§ **WHAT THE TASK REQUIRES**
Every line of the listing that contains the word "tree" is to be copied out.

DATASET ENTRIES section start

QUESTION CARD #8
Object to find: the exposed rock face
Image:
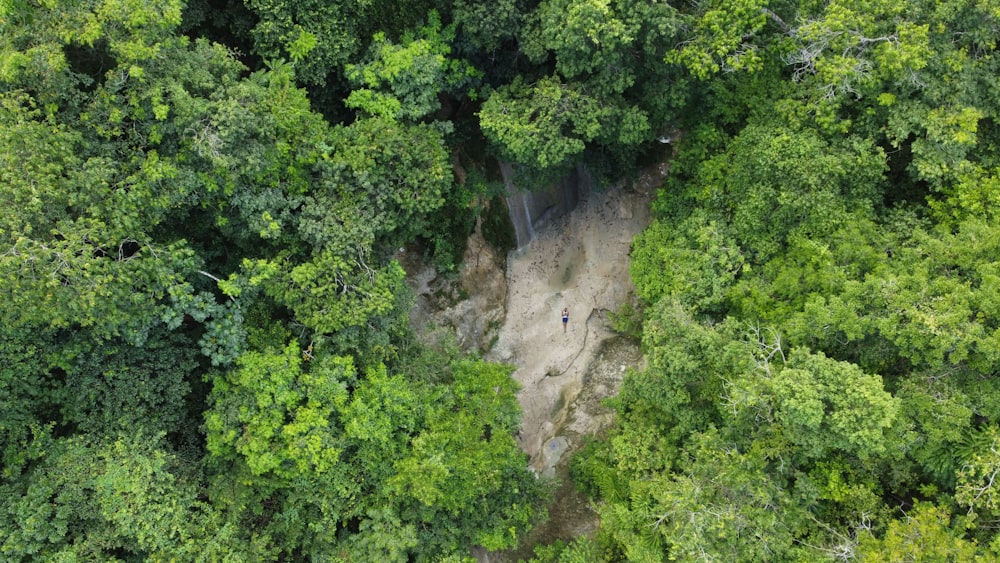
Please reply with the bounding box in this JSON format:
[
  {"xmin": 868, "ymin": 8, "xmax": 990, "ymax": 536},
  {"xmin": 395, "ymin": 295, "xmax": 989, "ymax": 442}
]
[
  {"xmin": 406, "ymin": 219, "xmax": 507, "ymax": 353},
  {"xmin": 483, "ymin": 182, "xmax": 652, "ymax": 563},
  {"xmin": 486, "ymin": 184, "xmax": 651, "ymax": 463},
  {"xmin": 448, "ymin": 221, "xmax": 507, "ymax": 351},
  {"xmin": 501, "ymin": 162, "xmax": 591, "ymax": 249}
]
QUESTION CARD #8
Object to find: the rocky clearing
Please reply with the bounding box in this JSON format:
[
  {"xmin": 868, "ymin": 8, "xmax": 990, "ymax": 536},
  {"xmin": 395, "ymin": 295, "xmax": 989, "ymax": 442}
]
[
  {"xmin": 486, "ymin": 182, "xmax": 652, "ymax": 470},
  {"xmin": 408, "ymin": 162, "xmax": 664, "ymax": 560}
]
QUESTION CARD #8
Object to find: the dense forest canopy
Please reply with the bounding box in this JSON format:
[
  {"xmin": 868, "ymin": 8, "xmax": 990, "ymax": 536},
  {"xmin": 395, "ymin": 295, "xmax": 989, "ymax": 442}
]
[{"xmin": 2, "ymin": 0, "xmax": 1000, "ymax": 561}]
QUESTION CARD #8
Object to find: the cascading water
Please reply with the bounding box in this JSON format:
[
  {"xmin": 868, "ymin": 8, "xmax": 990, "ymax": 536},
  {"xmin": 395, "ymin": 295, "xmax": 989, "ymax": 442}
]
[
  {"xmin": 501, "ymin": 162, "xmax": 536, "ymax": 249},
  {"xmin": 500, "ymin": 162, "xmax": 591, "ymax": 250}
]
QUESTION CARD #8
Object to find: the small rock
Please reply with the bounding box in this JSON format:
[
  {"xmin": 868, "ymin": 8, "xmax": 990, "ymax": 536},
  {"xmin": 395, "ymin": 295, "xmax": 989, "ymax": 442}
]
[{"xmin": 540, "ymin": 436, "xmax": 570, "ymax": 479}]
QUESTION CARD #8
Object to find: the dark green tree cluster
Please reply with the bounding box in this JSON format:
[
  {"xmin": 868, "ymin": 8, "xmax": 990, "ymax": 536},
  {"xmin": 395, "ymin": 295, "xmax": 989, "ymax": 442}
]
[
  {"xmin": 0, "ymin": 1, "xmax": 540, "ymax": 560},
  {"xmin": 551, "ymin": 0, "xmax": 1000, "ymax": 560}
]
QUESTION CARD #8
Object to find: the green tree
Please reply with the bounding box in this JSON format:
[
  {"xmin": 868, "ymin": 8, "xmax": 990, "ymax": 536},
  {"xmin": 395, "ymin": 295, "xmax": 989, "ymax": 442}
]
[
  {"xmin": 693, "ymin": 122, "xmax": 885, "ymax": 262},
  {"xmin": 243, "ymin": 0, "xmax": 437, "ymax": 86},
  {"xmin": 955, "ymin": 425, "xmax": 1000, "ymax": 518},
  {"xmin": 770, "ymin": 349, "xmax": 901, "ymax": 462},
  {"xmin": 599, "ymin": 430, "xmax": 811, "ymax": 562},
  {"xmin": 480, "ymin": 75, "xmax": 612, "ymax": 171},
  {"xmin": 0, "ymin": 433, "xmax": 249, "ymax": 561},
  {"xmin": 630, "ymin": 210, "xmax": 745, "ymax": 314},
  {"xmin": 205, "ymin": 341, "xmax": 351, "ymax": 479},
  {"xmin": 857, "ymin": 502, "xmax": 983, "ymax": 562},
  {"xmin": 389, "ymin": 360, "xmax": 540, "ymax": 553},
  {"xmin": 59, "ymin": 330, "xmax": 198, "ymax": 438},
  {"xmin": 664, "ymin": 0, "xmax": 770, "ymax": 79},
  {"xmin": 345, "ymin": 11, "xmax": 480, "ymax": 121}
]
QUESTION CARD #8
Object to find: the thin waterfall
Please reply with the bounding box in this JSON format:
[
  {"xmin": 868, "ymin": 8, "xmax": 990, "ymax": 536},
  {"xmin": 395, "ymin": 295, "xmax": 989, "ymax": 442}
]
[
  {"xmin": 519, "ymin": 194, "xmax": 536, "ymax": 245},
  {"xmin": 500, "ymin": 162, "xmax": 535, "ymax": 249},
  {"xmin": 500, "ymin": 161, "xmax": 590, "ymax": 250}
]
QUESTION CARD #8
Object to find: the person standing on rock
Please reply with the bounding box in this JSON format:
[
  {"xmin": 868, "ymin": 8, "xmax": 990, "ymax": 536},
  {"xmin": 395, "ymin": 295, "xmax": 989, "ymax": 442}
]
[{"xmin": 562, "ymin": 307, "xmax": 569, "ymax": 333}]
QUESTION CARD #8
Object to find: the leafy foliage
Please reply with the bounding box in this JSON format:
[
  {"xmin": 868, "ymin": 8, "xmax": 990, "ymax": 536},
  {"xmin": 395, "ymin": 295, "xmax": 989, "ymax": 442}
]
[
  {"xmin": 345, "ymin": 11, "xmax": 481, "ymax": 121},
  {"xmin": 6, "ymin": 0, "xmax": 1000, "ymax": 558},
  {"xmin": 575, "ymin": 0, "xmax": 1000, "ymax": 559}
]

DATASET ENTRIES section end
DATASET ENTRIES section start

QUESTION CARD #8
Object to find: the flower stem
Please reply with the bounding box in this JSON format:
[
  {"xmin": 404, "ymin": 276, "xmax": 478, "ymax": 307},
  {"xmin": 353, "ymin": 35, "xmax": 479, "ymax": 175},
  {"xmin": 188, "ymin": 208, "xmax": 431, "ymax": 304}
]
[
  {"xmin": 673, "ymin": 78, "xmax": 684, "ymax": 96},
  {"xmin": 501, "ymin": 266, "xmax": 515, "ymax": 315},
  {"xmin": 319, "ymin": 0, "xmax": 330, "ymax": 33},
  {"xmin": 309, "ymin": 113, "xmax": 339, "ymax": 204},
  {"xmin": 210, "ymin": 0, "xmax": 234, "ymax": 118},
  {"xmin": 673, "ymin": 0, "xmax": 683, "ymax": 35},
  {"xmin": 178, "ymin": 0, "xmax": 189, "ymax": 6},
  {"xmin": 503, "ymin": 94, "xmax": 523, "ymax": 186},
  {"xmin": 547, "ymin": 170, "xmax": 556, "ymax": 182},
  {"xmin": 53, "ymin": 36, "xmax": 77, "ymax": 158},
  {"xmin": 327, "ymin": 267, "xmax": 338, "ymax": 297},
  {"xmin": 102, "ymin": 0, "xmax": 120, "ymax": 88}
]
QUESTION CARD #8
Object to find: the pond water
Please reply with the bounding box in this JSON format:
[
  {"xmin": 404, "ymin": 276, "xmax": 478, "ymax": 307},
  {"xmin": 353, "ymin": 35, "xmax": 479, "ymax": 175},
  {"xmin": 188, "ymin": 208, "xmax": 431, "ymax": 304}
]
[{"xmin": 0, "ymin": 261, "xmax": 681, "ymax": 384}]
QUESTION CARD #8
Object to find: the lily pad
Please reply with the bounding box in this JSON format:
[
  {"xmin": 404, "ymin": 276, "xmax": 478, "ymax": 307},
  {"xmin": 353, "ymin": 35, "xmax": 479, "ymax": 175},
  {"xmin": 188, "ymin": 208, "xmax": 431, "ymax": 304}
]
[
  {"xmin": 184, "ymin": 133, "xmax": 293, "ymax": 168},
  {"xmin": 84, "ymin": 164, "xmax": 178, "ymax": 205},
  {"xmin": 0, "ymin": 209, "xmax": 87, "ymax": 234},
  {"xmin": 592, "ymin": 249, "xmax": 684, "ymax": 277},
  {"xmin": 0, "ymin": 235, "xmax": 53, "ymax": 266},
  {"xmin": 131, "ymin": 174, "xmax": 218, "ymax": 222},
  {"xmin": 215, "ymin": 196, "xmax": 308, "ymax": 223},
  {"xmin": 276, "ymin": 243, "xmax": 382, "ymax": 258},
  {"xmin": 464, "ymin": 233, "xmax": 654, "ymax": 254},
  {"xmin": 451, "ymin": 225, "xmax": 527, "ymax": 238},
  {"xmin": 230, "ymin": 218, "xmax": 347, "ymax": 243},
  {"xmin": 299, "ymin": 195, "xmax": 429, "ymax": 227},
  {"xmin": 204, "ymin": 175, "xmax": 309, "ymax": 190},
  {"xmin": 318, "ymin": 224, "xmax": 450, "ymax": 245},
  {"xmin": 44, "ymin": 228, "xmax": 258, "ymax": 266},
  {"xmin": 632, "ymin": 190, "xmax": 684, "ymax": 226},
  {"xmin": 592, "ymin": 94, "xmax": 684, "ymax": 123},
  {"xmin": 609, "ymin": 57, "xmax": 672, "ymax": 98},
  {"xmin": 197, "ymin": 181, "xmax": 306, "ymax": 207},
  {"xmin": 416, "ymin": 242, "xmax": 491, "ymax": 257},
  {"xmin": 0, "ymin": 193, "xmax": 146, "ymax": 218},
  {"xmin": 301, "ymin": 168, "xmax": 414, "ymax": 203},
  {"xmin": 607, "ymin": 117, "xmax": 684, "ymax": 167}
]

DATASET ENTRIES section end
DATASET ENTRIES section start

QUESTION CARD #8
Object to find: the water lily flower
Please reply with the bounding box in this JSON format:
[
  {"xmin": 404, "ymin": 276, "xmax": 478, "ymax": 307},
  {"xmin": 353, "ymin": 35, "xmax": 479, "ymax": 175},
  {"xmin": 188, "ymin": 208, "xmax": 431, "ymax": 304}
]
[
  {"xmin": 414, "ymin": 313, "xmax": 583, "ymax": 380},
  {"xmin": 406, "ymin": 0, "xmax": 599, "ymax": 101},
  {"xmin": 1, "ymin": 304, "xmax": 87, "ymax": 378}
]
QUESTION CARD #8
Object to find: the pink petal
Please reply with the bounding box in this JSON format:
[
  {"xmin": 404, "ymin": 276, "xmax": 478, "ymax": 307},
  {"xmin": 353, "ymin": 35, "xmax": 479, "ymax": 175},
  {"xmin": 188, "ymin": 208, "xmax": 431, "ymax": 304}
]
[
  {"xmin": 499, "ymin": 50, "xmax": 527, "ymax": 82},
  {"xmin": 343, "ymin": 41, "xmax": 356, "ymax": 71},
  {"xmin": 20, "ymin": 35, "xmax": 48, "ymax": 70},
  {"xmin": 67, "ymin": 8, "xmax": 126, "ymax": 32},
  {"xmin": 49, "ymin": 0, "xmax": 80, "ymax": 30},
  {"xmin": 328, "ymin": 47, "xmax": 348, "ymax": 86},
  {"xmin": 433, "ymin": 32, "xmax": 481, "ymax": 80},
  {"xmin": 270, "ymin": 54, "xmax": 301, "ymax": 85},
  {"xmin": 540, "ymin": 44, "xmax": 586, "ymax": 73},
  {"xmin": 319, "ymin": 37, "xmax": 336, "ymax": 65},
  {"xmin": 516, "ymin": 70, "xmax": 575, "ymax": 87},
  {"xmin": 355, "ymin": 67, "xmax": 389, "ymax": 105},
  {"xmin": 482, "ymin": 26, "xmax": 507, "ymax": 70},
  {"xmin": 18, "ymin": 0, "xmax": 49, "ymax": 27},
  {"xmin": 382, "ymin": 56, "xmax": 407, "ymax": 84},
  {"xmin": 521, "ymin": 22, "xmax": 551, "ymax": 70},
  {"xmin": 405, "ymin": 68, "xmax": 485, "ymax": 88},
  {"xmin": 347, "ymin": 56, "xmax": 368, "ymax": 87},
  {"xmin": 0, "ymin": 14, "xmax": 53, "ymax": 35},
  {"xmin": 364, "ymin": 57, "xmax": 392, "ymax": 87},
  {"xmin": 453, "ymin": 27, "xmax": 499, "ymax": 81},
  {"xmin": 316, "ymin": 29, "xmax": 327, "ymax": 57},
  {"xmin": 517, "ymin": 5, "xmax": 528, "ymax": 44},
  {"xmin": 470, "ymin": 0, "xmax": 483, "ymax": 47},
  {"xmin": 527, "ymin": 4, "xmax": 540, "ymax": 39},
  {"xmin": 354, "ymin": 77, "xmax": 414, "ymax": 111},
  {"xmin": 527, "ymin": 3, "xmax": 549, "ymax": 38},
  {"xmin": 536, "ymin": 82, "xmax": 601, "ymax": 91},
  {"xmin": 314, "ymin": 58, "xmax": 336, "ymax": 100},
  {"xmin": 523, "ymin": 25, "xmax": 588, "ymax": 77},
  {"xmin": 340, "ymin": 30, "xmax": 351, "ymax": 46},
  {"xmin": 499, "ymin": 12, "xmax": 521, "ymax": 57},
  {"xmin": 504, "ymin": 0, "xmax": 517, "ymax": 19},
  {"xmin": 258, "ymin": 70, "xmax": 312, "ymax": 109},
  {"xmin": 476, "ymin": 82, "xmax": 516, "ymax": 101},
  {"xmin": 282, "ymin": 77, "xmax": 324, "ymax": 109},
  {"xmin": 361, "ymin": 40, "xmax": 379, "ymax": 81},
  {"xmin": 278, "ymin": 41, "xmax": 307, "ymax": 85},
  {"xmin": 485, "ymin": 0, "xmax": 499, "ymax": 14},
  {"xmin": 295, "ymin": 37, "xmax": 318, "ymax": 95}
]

DATASET ENTRIES section end

§ **ANSWER TO THE EXERCISE**
Object to find: the dark green tree cluster
Object to find: the green tree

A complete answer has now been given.